Gather every line in the items below that contains the word "this".

** MATERIALS PROVIDED **
================================

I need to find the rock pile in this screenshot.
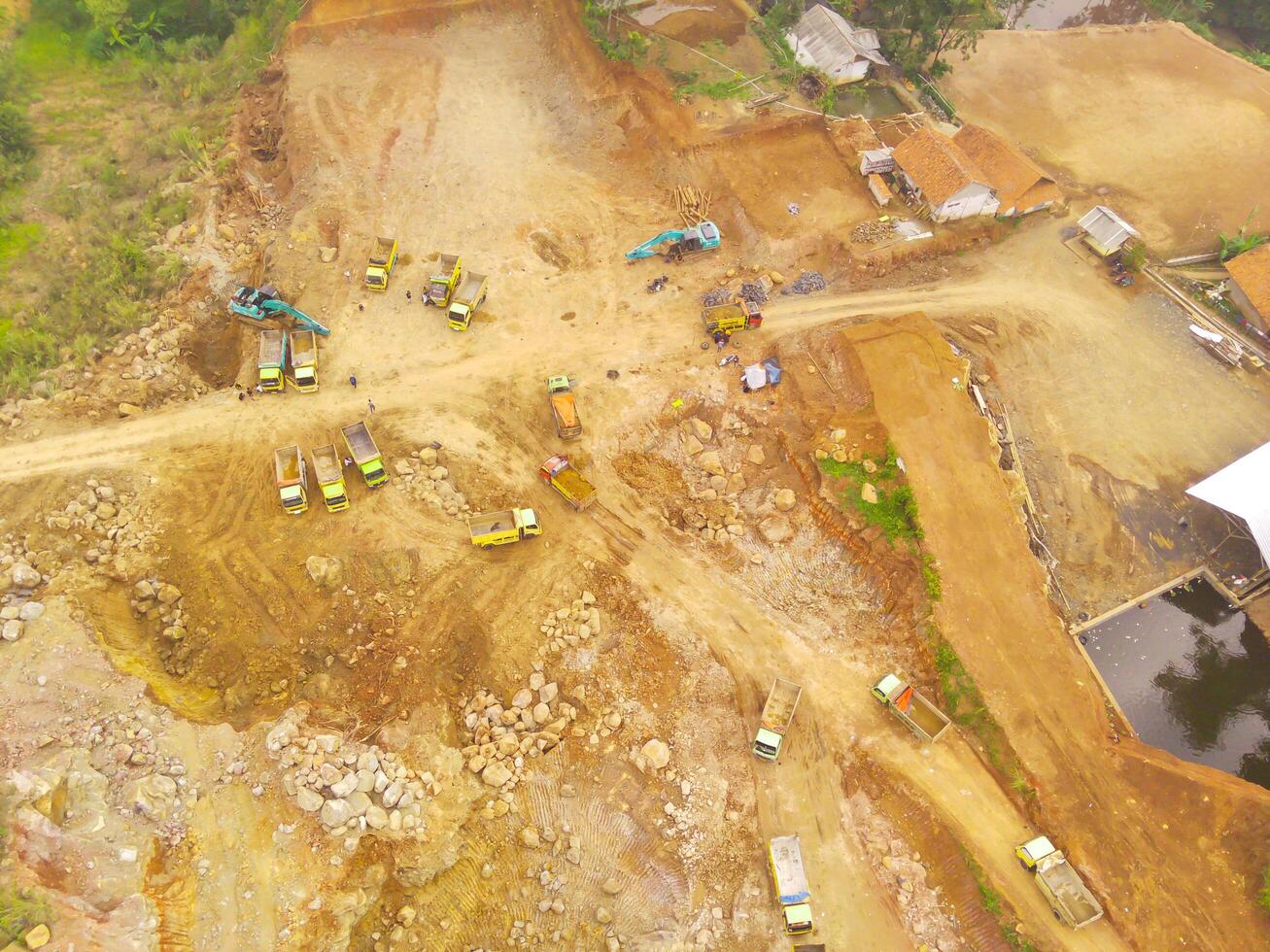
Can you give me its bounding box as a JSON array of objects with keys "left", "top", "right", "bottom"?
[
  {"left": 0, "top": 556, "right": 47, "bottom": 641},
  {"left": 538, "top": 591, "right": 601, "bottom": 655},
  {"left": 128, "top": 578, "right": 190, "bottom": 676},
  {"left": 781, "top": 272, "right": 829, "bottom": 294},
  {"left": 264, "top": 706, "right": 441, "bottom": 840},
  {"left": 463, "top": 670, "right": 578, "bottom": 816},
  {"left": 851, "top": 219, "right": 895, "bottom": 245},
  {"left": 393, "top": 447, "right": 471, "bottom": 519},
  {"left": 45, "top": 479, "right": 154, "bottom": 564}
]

================================

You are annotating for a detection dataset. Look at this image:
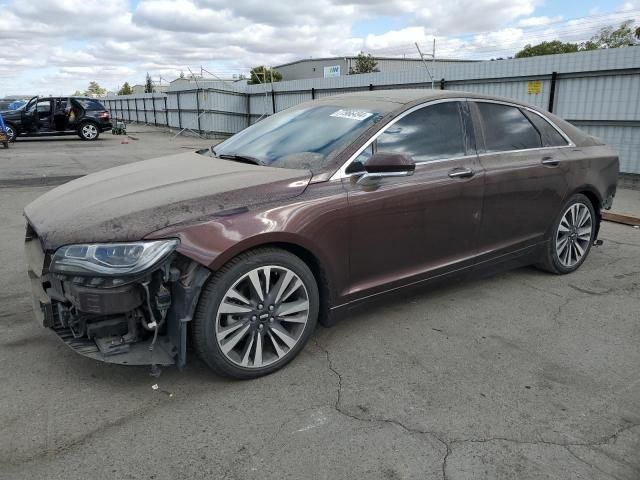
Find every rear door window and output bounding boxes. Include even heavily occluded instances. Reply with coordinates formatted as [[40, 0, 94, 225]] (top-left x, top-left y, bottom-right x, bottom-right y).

================================

** EXPECTED ANSWER **
I need to find the rock pile in this screenshot.
You are annotating for a detection dataset. Look at this image:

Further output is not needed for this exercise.